— start —

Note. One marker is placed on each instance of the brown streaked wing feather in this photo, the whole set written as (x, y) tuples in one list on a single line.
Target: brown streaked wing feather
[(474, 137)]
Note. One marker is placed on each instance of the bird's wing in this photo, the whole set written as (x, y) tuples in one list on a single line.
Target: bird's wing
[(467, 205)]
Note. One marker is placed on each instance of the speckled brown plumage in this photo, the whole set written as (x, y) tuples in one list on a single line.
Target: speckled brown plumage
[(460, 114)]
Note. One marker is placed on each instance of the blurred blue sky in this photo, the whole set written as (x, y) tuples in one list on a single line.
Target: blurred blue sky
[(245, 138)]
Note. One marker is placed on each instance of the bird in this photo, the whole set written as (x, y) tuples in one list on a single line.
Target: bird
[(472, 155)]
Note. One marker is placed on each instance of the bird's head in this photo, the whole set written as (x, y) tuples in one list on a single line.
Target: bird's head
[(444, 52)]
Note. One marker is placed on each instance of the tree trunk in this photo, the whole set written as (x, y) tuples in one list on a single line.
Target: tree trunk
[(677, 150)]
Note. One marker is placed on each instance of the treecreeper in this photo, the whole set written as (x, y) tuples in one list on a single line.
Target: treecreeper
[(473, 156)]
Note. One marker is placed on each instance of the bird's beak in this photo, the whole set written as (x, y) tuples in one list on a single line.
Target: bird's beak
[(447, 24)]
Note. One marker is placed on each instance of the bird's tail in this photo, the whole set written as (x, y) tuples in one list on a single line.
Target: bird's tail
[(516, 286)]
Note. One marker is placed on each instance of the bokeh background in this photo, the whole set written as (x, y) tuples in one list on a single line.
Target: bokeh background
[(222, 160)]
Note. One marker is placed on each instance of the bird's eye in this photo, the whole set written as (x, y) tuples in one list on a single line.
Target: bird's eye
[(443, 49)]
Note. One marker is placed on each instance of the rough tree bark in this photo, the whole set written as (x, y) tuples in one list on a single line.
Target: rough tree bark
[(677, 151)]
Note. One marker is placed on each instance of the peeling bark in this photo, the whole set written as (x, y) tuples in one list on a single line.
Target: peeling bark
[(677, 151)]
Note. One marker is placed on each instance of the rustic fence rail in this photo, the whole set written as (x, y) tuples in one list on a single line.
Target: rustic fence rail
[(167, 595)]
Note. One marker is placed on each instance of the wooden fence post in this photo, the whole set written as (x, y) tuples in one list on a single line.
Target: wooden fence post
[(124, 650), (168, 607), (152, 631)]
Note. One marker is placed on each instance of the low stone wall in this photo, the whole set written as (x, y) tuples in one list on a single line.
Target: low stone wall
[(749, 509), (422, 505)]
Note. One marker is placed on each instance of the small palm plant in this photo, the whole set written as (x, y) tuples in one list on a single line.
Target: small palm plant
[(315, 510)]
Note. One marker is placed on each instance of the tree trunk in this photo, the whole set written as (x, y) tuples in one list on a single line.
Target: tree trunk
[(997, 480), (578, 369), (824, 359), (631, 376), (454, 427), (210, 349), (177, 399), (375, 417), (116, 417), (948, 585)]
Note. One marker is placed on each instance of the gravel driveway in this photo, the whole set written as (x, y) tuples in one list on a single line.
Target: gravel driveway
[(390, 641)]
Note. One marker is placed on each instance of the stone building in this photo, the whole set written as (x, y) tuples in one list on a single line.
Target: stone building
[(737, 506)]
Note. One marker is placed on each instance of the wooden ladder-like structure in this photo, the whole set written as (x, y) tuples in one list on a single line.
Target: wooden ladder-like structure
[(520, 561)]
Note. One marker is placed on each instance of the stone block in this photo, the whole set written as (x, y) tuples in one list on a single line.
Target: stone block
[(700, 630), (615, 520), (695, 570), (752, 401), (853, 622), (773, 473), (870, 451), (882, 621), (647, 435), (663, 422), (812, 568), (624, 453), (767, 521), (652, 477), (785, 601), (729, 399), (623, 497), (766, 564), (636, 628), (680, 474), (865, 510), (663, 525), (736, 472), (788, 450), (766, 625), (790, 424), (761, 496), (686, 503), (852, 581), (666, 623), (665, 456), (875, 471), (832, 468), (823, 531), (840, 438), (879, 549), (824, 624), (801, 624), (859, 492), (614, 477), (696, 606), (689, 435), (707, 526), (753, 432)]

— end —

→ **What is being asked**
Convert the lines above into a JSON list of strings, with one string per line and blank lines omitted.

→ **Answer to the problem**
[
  "Note. One marker is placed on each instance of the brown streaked wing feather in this photo, the whole set written as (x, y) tuples in one list on a single line.",
  "Target: brown streaked wing feather",
  "[(474, 137)]",
  "Note. One marker is placed on each instance of the bird's wing in this photo, the whole set written as (x, y) tuples in one list on a single line.",
  "Target: bird's wing",
  "[(467, 205)]",
  "Note. One marker is placed on each instance of the speckled brown plumage in this photo, the whole set written as (x, y) tuples in one list on a single line.",
  "Target: speckled brown plumage",
  "[(460, 114)]",
  "Note. One marker is placed on each instance of the blurred blue sky in this photo, the whole set written as (x, y) tuples in one list on a single line.",
  "Target: blurred blue sky",
  "[(245, 138)]",
  "Note. One marker is placed on each instance of the bird in this photo, the whole set written as (x, y) tuples in one list on a single line.",
  "Target: bird",
  "[(472, 155)]",
  "Note. One marker is placed on each instance of the bird's head in this photo, the whole set written as (x, y) tuples in one list on a single line.",
  "Target: bird's head",
  "[(444, 52)]",
  "Note. One marker is placed on each instance of the tree trunk in this photo, the whole set written as (x, y) tuples in one list on a single line.",
  "Target: tree trunk",
  "[(677, 150)]",
  "Note. One marker is placed on each instance of the treecreeper in this photo, the whole set written as (x, y) tuples in one list on a single line.",
  "Target: treecreeper",
  "[(473, 156)]",
  "Note. One marker is placed on each instance of the bird's beak in this photo, the whole set written as (x, y) tuples in one list on a single line.",
  "Target: bird's beak",
  "[(447, 24)]",
  "Note. One marker is placed on each instance of the bird's tail in this photo, the whole set written as (x, y) tuples in one list on a single line.",
  "Target: bird's tail",
  "[(516, 286)]",
  "Note. One marker is placed on each instance of the bokeh background in this photo, the whole set written as (x, y) tuples in one list on a single line.",
  "Target: bokeh background",
  "[(222, 160)]",
  "Note. One marker is placed on each instance of the bird's eye in this photo, the whole set written as (x, y) tuples in one list on a single line.",
  "Target: bird's eye",
  "[(443, 49)]",
  "Note. One marker is placed on each instance of the rough tree bark in this photo, the whole set written as (x, y) tuples in one list on a single line.",
  "Target: rough tree bark",
  "[(677, 151)]",
  "Note. One marker is placed on each instance of the peeling bark in this photo, the whole set written as (x, y) tuples in one list on a single line.",
  "Target: peeling bark",
  "[(677, 151)]",
  "Note. One marker is placed on each instance of the rustic fence rail in this photo, the whole set written as (x, y) tuples in one list on a single line.",
  "Target: rustic fence rail",
  "[(167, 595)]",
  "Note. One marker is placed on each instance of the wooden fence post in this photo, the whole set written as (x, y) tuples in one list on a single line.",
  "Target: wooden fence post",
  "[(124, 650), (168, 607), (152, 631)]",
  "Note. One marker is placed on each instance of the low stone wall in this photo, the whole set written as (x, y) tuples in one list on a single line.",
  "Target: low stone wall",
  "[(749, 509), (422, 505)]",
  "Note. One marker is placed on each instance of the small palm plant in this photo, the whole set written as (x, y) tuples in one list on a single line.",
  "Target: small palm plant",
  "[(315, 510)]",
  "Note. One marker is placed on each instance of the tree trunk in this photo, the whole set written as (x, y) tuples in one list on a single line.",
  "Target: tree trunk",
  "[(997, 480), (578, 369), (824, 359), (631, 376), (454, 427), (210, 349), (177, 399), (375, 417), (116, 417), (948, 585)]",
  "Note. One marker is placed on each instance of the gravel driveway in this photo, the whole set written as (x, y) tuples in one list on a single line.",
  "Target: gravel driveway",
  "[(390, 641)]",
  "Note. One marker is placed on each instance of the stone building in this photo, the whole set written as (x, y) tuples in one list on a single line.",
  "Target: stone building",
  "[(737, 506)]",
  "Note. One marker is placed on each instance of the wooden ladder-like structure in this photo, the whole set written as (x, y) tuples in one list on a single line.",
  "Target: wooden ladder-like structure",
  "[(520, 561)]",
  "Note. One marker is placed on each instance of the stone block in this photo, the whole set written as (x, y) tuples in one list on a single line.",
  "Target: stone block",
  "[(700, 630), (615, 520), (695, 570), (752, 401), (853, 622), (773, 473), (870, 451), (882, 621), (647, 435), (663, 422), (812, 568), (624, 453), (767, 521), (652, 477), (785, 601), (729, 399), (623, 497), (766, 564), (636, 628), (680, 474), (865, 510), (663, 525), (736, 472), (788, 450), (766, 625), (790, 424), (761, 496), (686, 503), (852, 581), (666, 623), (665, 456), (875, 471), (832, 468), (823, 531), (840, 438), (879, 549), (824, 624), (801, 624), (859, 492), (614, 477), (696, 606), (689, 435), (707, 526), (753, 432)]"
]